**WHAT THIS TASK INVOLVES**
Reproduce the following records line for line, omitting the pictures from your answer.

Region labeling records
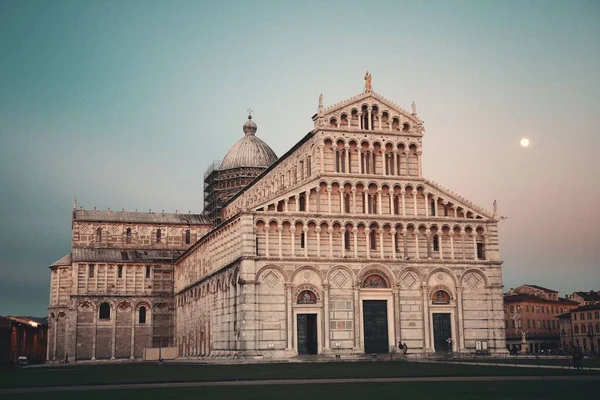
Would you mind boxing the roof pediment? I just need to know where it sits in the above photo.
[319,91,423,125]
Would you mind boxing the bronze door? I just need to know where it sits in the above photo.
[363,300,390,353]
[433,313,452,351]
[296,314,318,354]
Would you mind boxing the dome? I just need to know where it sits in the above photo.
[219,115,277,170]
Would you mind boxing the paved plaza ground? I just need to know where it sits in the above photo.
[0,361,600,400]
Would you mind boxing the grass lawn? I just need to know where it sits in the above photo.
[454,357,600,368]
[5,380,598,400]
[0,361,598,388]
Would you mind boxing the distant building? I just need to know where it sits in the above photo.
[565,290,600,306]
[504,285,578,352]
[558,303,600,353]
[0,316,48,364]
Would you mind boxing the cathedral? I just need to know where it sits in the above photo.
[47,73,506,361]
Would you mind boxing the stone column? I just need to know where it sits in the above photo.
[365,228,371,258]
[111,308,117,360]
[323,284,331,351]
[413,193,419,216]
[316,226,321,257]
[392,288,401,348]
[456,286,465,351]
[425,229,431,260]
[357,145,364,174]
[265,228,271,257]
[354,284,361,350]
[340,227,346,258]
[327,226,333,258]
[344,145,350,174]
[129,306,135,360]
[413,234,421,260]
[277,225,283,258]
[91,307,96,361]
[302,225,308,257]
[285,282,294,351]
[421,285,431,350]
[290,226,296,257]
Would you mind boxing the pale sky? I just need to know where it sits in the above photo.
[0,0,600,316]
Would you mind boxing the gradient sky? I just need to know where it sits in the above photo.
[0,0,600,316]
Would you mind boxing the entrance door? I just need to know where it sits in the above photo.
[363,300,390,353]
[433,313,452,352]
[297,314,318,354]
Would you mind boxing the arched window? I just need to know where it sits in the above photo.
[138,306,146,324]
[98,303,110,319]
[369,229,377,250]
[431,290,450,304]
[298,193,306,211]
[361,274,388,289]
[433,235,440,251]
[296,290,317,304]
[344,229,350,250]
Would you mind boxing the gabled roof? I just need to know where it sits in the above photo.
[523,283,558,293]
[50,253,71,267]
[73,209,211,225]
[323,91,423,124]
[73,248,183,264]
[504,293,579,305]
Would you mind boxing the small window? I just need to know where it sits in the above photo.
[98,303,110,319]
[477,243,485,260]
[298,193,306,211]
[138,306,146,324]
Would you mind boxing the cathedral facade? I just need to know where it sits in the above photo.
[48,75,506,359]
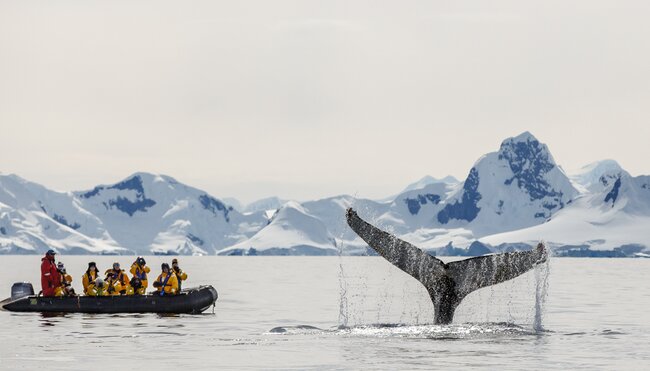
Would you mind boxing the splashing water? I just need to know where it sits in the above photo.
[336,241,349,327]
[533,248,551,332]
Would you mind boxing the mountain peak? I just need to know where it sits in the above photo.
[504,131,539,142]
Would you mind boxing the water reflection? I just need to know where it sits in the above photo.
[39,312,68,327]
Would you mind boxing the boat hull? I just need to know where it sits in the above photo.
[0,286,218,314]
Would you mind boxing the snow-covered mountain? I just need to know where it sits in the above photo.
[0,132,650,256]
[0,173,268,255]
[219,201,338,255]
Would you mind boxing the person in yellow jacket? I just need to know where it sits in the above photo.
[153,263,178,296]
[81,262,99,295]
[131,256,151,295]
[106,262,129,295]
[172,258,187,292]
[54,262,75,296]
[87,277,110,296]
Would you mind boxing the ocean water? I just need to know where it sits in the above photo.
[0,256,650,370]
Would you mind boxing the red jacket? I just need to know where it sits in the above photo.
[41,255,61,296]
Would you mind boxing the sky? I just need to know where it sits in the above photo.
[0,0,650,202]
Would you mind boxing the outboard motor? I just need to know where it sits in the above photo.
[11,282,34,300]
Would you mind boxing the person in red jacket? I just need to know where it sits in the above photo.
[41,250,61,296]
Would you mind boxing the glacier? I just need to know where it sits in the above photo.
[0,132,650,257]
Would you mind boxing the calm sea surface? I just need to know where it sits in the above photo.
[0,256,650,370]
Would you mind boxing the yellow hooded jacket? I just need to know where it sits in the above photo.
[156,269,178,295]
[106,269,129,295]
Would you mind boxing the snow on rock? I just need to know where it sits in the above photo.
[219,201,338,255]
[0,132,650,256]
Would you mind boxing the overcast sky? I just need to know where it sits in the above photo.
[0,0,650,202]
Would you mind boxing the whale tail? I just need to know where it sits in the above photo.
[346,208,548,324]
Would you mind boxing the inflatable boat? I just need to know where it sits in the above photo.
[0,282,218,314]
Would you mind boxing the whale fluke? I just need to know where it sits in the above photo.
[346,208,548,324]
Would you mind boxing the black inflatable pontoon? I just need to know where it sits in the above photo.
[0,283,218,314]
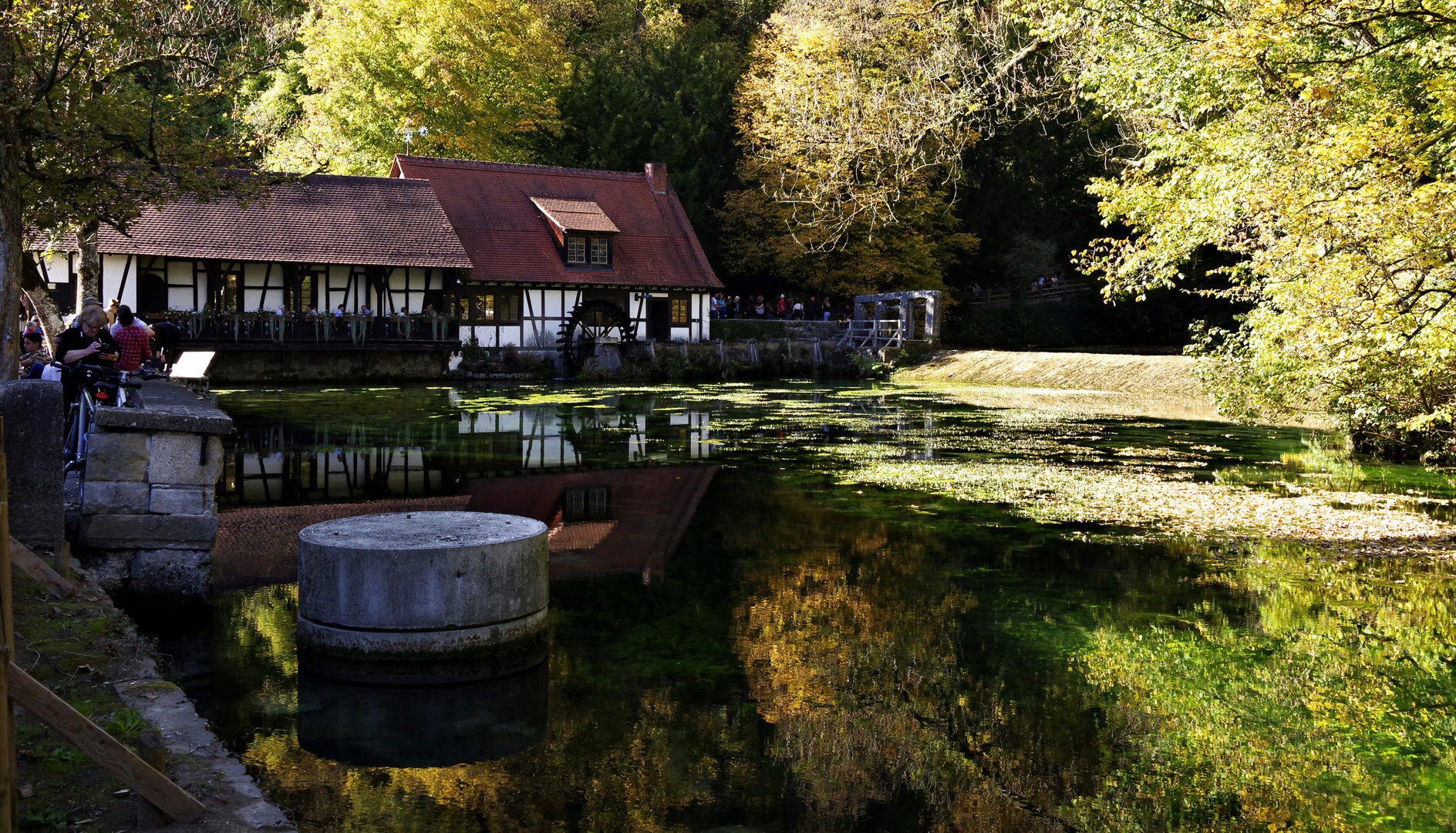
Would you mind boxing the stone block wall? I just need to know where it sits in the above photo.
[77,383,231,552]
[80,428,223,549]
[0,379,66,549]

**THE REPLY**
Would you mind boxing the roof pediment? I just need to know where it sits in the above photo.
[319,91,423,125]
Would you mind boxing the bronze door? I just need to know where it sits in the above photo.
[363,300,390,353]
[433,313,452,351]
[296,314,318,354]
Would you mind boxing the dome? I just need to know where it sits in the above photo.
[219,115,277,170]
Would you mind boxing the paved plaza ground? I just need to know where it sits in the above photo.
[0,361,600,400]
Would you mind boxing the grass lawn? I just need to know where it sits in the above photo.
[454,357,600,368]
[5,380,598,400]
[0,361,598,388]
Would you mind boxing the distant building? I just need to know where it sits in the above photo.
[565,290,600,306]
[504,285,578,352]
[558,303,600,353]
[0,316,48,364]
Would you mind boxing the cathedral? I just need to know where it sits in the above photo.
[47,73,506,361]
Would you mind boxing the stone column? I just need to know where it sits in the above photo.
[365,228,371,258]
[111,308,117,360]
[323,284,331,351]
[413,193,419,216]
[316,226,321,257]
[392,288,401,348]
[456,286,465,351]
[425,229,431,260]
[357,145,364,174]
[265,228,271,257]
[354,284,361,350]
[340,227,346,258]
[327,226,333,258]
[344,145,350,174]
[129,306,135,360]
[413,234,421,260]
[277,225,283,258]
[91,307,96,361]
[302,225,308,257]
[285,282,294,351]
[421,285,431,350]
[290,226,296,257]
Would you mind boxing the pale sky? I just need to know where it sits in the above photo.
[0,0,600,316]
Would you mind boxing the gradient sky? I just need to know where it sits in the above photo.
[0,0,600,316]
Would you mind boxing the entrance door? I just need to know where it sits in the above photo.
[363,300,390,353]
[433,313,452,352]
[297,314,318,354]
Would you mind boxing the arched window? I just need to know where it sits in the above photo.
[138,306,146,324]
[98,303,110,319]
[369,229,377,250]
[431,290,450,304]
[298,193,306,211]
[361,274,388,289]
[433,235,440,251]
[296,290,317,304]
[344,229,350,250]
Would you mind boxing the gabled roof? I just need to know where it sits in the above photo.
[523,283,558,293]
[50,253,71,267]
[73,209,211,225]
[323,91,423,124]
[73,248,183,264]
[504,293,579,305]
Would you mind boxing the small window? I just need to know where it sits in the above photo.
[98,303,110,319]
[477,243,485,260]
[298,193,306,211]
[138,306,146,324]
Would you mind boxing the cathedral facade? I just need to know where it sits in the above photo.
[48,75,506,359]
Would you mind boxing the splashing water? I just need to know where it sits in the above photo.
[336,241,349,327]
[533,248,551,332]
Would you mind boxing the mountain peak? I just need to know where it sits in the above photo.
[504,131,539,142]
Would you mind boxing the water reflection? I just need to know where it sits in the above photo.
[39,312,68,327]
Would you mind boxing the boat hull? I just need to know where it sits in the above photo.
[0,286,218,314]
Would you mind boxing the snow-covered mountain? I just need to know where it sits in the above photo.
[0,132,650,256]
[0,173,268,255]
[219,201,338,255]
Would you mind boxing the person in yellow jacket? I just need to know where it sits in the above photo.
[153,263,178,296]
[81,262,99,295]
[131,256,151,295]
[106,262,129,295]
[172,258,187,292]
[54,262,75,296]
[87,277,110,296]
Would you mind boxing the ocean water? I just need to know where it sits in the above photo.
[0,256,650,370]
Would you mind boxing the red jacket? I just need to know where it sits in the above photo.
[41,255,61,296]
Would you mind boxing the sky? I just need to know where it sits in the above photo.
[0,0,650,202]
Would you mind boxing the outboard motor? I just need to know where it sits in the above photo.
[11,282,34,300]
Would you mind boxing the person in red jacket? I just need to know where it sits in the above photo.
[41,250,61,296]
Would you mind boxing the glacier? I just need to know where it sits in the above photo.
[0,132,650,257]
Would you mind boxing the calm sea surface? I just need to know where it sits in the above photo.
[0,256,650,370]
Would you mind boxing the yellow hooded jacket? I just need to know where it sits in the above photo.
[156,269,178,295]
[106,269,129,295]
Would you mind boxing the snow on rock? I just need to know where it sits in the above photo.
[219,201,338,255]
[0,132,650,256]
Would you mind boxing the overcast sky? I just need to know where it sits in the above photo.
[0,0,650,202]
Would you mind boxing the whale tail? I just need to know where it sits in the above photo.
[346,208,548,324]
Would you mind boxing the inflatable boat? I just need to know where it sits in the above photo.
[0,282,218,314]
Would you mind boxing the whale fluke? I just need to know where it sits in the above photo.
[346,208,548,324]
Would you mind boxing the black inflatable pontoon? I just need to know where it sits in the above photo.
[0,283,218,314]
Would you mind boxing the stone block wall? I just need to know where it sits in the above photo.
[77,383,231,552]
[80,428,223,549]
[0,379,66,549]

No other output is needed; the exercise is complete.